[Info-vax] Most popular application programming languages on VMS ?

gérard Calliet gerard.calliet at pia-sofer.fr
Thu Jan 10 10:17:36 EST 2019


Le 10/01/2019 à 13:06, johnwallace4 at yahoo.co.uk a écrit :
> On Wednesday, 9 January 2019 18:52:45 UTC, Bill Gunshannon  wrote:
>> On 1/9/19 1:28 PM, gérard Calliet wrote:
>>> Le 08/01/2019 à 15:19, Bill Gunshannon a écrit :
>>>> On 1/8/19 8:51 AM, abrsvc wrote:
>>>>> On Tuesday, January 8, 2019 at 8:19:14 AM UTC-5, Simon Clubley wrote:
>>>>>> All this talk about programming languages has made me wonder what
>>>>>> the most popular application programming languages are on VMS, both
>>>>>> today and in the past.
>>>>>>
>>>>>> Since the language options are going to vary with application type
>>>>>> (you are not going to see a lot of scientific programming in COBOL
>>>>>> for example :-)), this is across the VMS base as a whole and not
>>>>>> across one specific section of it.
>>>>>>
>>>>>> Does anyone know the answer ?
>>>>>>
>>>>>> Thanks,
>>>>>>
>>>>>> Simon.
>>>>>>
>>>>>> -- 
>>>>>> Simon Clubley, clubley at remove_me.eisner.decus.org-Earth.UFP
>>>>>> Microsoft: Bringing you 1980s technology to a 21st century world
>>>>>
>>>>> I can only talk about the ones for the sites that I support...
>>>>>
>>>>> The most common that I see are:
>>>>>
>>>>> FORTRAN
>>>>> COBOL
>>>>> C
>>>>> BASIC
>>>>>
>>>>> Others seen but not particularly actively used in new development:
>>>>>
>>>>> DIBOL
>>>>> MACRO-32
>>>>> PASCAL
>>>>>
>>>>
>>>> Don't forget Ada.  The VAX running VMS had one of the
>>>> first validated compilers and saw use pretty much from
>>>> the very first VAX to hit the streets.  I saw it in the
>>>> very early 80's.
>>>>
>>>> bill
>>>>
>>> +1
>>>
>>> But I dont't know how many of them went to DEC Ada Alpha. THe few who
>>> used GNAT Ada Itanium are no more here (said by Adacore, difficult to
>>> evaluate because they have a political decision of stopping their
>>> support for VMS).
>>>
>>> It seems that thinking about a future for Ada on VMS involves being able
>>> of addressing the complete set of needs: support and port (to x86)  of
>>> all the VAX and Alpha Ada compiler (DEC Ada first, but there are another
>>> Ada compiler for VAX/VMS), support and port (to x86) of GNAT Ada
>>> Itanium, and creating an Ada compiler for VMS x86.
>>>
>>> Everything is possible, and it seems it would be better to have a global
>>> offer on this domain - everything is possible *if* it can make sense in
>>> term of business, for sure.
>>>
>>> To have an Ada compiler on VMS x86 it can be made by 2 different means:
>>> - gcc cross compiled from Linux - as we have made for our built for VMS
>>> Itanium, => I'm not sure it is even possible, with issues of
>>> compatibility in pushing a strange gcc idiomatic x86 image in a llvm world,
>>> - Adacore will have this year a prototype of Ada compiler using LLVM as
>>> a back end ; we can plug this front end to the VMS LLVM back end => it
>>> is the most rational idea, but we'll have to wait from Adacore, and
>>> Adacore says llvm will never be their principal stream of development.

= = =

[TASK OBJECTIVE]: Reproduce the passage of the VMS language post that opens with the words containing "gérard Calliet gerard.calliet" and closes with "in the past.". The records that follow play no role here.

= = =

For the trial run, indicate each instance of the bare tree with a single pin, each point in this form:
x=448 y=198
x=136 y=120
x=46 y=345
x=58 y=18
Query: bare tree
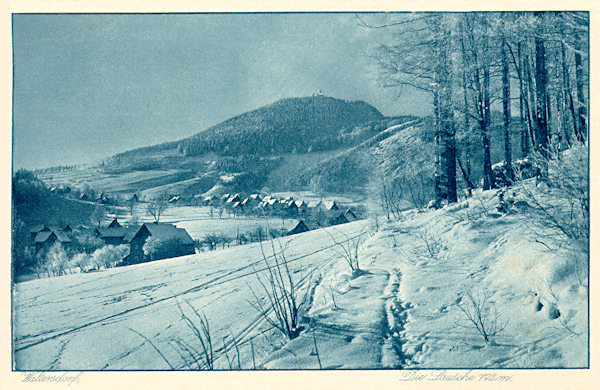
x=157 y=207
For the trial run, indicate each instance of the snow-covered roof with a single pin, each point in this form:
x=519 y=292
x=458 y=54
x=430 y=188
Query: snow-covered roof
x=45 y=235
x=162 y=231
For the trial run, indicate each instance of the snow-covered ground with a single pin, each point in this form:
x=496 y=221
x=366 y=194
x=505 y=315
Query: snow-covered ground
x=407 y=307
x=198 y=221
x=88 y=321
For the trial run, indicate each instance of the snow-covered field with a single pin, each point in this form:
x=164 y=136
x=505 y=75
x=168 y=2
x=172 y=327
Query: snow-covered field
x=88 y=321
x=408 y=307
x=113 y=183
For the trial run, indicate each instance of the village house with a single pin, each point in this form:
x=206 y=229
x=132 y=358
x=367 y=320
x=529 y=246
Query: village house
x=340 y=219
x=45 y=239
x=350 y=215
x=38 y=228
x=251 y=202
x=176 y=242
x=302 y=206
x=299 y=228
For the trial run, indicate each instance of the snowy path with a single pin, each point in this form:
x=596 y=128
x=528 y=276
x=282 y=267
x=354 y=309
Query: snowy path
x=86 y=321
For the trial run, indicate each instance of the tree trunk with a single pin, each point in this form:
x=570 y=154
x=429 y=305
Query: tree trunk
x=522 y=100
x=541 y=83
x=488 y=175
x=530 y=102
x=466 y=171
x=581 y=105
x=565 y=93
x=506 y=110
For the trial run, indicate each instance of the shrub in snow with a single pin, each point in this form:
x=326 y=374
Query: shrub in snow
x=81 y=261
x=348 y=249
x=108 y=256
x=480 y=313
x=560 y=208
x=553 y=312
x=281 y=292
x=57 y=260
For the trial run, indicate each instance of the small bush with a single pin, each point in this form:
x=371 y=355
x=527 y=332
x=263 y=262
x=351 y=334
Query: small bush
x=480 y=313
x=281 y=292
x=349 y=249
x=108 y=256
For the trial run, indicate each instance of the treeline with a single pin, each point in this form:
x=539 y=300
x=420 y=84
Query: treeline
x=287 y=126
x=472 y=63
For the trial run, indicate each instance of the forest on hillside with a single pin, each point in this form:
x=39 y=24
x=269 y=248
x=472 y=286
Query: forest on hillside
x=472 y=64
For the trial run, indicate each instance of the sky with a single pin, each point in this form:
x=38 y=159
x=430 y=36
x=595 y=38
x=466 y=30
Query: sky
x=88 y=86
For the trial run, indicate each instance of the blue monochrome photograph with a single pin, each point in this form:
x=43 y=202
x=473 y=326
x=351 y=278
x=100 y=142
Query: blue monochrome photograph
x=300 y=191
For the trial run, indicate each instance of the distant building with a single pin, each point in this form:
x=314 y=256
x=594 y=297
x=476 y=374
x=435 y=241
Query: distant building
x=340 y=219
x=299 y=228
x=37 y=229
x=302 y=206
x=232 y=199
x=177 y=242
x=330 y=206
x=251 y=202
x=350 y=215
x=45 y=239
x=114 y=224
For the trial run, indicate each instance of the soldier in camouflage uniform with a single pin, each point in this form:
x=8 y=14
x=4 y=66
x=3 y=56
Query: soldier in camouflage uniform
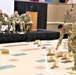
x=67 y=17
x=4 y=19
x=65 y=29
x=26 y=21
x=15 y=20
x=73 y=44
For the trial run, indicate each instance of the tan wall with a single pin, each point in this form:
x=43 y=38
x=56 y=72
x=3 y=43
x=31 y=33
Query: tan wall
x=55 y=14
x=52 y=12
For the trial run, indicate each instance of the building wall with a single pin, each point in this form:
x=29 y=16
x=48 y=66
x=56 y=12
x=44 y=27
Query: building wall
x=55 y=14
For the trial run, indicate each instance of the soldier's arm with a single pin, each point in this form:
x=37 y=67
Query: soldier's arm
x=73 y=31
x=60 y=40
x=22 y=17
x=6 y=16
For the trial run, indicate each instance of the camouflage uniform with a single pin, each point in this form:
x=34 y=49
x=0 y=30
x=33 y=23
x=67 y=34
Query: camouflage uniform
x=67 y=18
x=14 y=19
x=67 y=28
x=26 y=22
x=73 y=46
x=3 y=20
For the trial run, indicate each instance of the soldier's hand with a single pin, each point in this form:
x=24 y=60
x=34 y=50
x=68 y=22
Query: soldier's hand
x=6 y=20
x=17 y=22
x=69 y=32
x=70 y=42
x=56 y=48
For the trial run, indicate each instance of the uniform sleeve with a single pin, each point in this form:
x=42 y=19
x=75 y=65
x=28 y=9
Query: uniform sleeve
x=60 y=38
x=73 y=31
x=6 y=16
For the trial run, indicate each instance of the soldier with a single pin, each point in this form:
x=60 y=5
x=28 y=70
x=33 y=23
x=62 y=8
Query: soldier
x=73 y=44
x=15 y=20
x=4 y=19
x=64 y=29
x=26 y=21
x=67 y=17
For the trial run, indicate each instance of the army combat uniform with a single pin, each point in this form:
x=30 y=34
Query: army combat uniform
x=14 y=19
x=73 y=46
x=67 y=18
x=26 y=22
x=67 y=28
x=3 y=20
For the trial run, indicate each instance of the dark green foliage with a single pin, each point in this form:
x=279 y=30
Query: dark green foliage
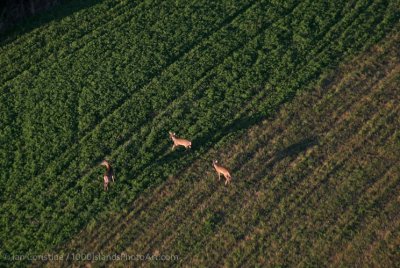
x=111 y=80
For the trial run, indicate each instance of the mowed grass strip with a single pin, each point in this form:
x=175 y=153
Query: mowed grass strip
x=182 y=206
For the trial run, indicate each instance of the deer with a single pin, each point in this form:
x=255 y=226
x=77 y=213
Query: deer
x=179 y=142
x=221 y=170
x=109 y=175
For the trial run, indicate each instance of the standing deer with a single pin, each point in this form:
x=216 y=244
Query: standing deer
x=179 y=142
x=221 y=170
x=109 y=175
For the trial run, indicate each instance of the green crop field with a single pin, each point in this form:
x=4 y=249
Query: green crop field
x=299 y=99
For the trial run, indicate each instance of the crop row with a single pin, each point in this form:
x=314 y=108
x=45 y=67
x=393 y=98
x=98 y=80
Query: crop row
x=203 y=94
x=201 y=205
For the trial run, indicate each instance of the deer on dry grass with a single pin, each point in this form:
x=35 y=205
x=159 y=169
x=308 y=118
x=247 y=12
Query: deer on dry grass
x=109 y=175
x=221 y=170
x=179 y=142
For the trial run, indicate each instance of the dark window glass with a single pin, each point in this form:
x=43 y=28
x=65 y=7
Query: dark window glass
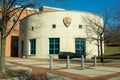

= = =

[COMPLETE RESPONSE]:
gérard Calliet gerard.calliet at pia-sofer.fr
Thu Jan 10 10:17:36 EST 2019


Le 10/01/2019 à 13:06, johnwallace4 at yahoo.co.uk a écrit :
> On Wednesday, 9 January 2019 18:52:45 UTC, Bill Gunshannon  wrote:
>> On 1/9/19 1:28 PM, gérard Calliet wrote:
>>> Le 08/01/2019 à 15:19, Bill Gunshannon a écrit :
>>>> On 1/8/19 8:51 AM, abrsvc wrote:
>>>>> On Tuesday, January 8, 2019 at 8:19:14 AM UTC-5, Simon Clubley wrote:
>>>>>> All this talk about programming languages has made me wonder what
>>>>>> the most popular application programming languages are on VMS, both
>>>>>> today and in the past.